# Start of Supplied data

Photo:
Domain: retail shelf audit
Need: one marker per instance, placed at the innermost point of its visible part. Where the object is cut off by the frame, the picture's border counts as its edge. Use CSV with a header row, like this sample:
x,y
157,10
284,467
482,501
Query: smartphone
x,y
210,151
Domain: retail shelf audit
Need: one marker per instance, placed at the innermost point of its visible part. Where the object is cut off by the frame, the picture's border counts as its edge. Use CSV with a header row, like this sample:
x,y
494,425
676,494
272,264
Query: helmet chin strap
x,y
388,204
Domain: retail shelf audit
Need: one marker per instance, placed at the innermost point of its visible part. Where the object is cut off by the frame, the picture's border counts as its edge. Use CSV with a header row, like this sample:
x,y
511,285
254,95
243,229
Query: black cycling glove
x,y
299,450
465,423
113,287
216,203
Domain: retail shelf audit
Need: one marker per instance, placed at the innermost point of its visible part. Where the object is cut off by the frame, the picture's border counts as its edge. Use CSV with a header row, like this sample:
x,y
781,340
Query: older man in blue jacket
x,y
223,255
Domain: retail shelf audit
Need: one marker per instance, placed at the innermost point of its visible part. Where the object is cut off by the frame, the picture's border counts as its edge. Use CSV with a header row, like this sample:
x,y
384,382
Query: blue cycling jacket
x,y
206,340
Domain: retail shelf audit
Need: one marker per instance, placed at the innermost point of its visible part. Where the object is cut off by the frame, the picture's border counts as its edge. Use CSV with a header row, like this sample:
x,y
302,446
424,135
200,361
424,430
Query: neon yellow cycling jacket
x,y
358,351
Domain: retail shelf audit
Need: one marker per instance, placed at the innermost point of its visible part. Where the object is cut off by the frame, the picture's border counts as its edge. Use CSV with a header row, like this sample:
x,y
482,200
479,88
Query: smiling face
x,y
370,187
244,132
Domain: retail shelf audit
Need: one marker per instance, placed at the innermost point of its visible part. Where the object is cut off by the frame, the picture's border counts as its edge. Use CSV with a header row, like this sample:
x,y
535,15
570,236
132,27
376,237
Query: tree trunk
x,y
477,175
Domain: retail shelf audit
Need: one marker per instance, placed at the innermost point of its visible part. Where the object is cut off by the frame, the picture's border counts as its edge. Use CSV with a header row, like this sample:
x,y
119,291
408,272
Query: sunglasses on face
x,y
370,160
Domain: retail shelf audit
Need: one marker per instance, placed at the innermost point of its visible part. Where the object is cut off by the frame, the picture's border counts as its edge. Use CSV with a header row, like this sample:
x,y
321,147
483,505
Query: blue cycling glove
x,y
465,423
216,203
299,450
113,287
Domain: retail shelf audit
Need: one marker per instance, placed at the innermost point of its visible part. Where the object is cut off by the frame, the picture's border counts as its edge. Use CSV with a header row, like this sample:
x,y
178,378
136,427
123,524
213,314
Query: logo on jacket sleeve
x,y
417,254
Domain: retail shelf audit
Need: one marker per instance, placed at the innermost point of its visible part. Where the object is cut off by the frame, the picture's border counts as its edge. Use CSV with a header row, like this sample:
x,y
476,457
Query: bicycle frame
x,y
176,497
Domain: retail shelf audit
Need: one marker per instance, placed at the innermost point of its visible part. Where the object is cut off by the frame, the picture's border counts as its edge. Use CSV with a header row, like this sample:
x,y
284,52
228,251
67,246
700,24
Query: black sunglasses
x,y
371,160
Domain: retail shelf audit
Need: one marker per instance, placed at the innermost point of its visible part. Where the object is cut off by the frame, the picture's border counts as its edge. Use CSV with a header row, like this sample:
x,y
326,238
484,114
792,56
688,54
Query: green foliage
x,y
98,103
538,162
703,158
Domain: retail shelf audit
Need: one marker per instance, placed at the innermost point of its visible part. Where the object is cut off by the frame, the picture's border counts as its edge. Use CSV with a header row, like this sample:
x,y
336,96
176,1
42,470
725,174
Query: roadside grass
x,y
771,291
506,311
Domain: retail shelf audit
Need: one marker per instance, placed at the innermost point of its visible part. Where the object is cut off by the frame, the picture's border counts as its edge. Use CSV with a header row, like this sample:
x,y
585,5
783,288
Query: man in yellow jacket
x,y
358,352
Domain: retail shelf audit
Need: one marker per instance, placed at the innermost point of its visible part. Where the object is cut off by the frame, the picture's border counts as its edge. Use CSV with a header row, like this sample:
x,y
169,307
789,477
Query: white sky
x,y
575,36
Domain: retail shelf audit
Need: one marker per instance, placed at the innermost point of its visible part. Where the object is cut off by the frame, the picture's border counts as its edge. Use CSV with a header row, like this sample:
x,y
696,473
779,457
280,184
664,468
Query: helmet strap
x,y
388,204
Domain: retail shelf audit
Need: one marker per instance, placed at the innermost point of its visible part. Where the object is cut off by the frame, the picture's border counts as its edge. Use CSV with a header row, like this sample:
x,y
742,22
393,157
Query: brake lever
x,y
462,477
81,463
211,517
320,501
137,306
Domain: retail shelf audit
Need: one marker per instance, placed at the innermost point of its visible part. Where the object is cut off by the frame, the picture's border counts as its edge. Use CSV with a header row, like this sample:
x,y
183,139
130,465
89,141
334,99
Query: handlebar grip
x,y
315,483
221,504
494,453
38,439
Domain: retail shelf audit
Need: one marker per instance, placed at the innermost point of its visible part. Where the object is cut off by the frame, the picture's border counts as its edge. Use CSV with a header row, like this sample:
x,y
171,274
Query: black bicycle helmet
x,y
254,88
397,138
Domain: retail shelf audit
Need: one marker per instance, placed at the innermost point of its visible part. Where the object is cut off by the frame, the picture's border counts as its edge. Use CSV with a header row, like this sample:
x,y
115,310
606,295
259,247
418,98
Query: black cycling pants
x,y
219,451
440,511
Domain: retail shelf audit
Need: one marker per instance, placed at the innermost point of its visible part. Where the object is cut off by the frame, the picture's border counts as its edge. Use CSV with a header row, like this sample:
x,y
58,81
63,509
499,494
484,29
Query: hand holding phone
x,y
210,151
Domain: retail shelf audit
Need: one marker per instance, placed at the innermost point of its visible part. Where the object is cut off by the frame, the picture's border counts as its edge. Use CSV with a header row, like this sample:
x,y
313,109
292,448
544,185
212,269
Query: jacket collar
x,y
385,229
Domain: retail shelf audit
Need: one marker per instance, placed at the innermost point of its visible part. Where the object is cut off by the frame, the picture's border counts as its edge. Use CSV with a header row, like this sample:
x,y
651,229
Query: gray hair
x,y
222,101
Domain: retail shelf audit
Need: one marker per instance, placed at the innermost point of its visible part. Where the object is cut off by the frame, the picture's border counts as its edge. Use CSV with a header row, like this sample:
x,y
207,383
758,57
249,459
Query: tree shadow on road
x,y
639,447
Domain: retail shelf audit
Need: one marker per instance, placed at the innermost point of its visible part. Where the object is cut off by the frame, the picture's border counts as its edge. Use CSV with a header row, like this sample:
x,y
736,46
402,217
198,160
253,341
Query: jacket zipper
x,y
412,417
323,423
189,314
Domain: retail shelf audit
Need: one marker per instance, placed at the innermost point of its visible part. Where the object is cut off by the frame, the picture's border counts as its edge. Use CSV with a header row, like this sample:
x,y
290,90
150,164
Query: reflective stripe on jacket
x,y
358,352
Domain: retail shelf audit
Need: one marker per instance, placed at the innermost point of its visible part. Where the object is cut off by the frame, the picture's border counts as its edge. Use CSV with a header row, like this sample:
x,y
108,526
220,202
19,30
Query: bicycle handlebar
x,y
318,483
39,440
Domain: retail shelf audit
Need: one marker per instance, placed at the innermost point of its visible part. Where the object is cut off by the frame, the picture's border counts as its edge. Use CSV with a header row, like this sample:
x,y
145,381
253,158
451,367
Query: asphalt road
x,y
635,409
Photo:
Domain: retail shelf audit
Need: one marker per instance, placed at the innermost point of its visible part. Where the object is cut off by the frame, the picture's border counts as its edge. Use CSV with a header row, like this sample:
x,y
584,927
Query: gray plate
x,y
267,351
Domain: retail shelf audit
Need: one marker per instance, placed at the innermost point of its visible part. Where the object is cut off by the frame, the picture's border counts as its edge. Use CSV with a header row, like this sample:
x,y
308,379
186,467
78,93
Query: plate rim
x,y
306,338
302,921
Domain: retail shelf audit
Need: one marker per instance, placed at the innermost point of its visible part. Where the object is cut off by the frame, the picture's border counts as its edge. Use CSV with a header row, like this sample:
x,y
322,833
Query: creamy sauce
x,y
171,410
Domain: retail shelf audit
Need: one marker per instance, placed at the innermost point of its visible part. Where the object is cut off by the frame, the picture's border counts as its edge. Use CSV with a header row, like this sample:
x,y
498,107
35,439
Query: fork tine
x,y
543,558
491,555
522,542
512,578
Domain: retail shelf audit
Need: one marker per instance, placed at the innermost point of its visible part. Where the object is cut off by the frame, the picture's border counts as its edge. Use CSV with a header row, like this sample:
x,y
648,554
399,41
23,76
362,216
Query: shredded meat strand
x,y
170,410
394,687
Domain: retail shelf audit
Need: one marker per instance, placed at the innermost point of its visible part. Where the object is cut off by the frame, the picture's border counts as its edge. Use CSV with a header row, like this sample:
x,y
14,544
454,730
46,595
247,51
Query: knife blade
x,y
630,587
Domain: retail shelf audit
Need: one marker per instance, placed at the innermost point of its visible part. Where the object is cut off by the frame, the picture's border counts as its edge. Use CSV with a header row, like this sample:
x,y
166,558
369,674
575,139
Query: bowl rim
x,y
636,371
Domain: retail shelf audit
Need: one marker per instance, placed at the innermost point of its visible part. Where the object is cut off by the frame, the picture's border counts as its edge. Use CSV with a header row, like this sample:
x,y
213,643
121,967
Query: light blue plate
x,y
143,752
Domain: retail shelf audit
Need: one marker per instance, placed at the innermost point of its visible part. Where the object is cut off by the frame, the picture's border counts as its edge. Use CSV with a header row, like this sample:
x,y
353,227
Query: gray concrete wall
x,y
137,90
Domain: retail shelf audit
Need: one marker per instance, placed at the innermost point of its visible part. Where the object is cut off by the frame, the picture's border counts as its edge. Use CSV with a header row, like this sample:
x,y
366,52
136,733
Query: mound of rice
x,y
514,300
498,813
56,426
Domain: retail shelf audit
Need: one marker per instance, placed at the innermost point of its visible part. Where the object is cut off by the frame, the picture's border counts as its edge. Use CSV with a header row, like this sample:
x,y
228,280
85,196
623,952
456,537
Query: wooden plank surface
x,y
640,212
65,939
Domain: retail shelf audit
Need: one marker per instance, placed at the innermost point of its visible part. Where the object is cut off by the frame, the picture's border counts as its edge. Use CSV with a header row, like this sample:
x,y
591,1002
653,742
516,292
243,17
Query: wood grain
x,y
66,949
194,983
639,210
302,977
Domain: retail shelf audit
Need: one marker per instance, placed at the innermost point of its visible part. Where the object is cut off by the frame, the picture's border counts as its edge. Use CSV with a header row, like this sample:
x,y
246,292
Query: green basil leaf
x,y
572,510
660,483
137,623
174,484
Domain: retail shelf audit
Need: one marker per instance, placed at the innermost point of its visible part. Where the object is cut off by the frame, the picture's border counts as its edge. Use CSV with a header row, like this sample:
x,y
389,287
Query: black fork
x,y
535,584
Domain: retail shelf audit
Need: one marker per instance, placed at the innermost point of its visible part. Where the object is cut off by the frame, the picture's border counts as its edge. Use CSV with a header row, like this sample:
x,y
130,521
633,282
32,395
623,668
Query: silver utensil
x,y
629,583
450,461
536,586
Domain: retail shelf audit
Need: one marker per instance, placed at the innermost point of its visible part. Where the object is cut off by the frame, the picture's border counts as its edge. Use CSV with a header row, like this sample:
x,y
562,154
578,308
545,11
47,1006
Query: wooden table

# End of Supplied data

__Exercise details__.
Please gather every line above that contains the word "gray".

__Right answer__.
Query: gray hair
Query: gray plate
Query: gray concrete wall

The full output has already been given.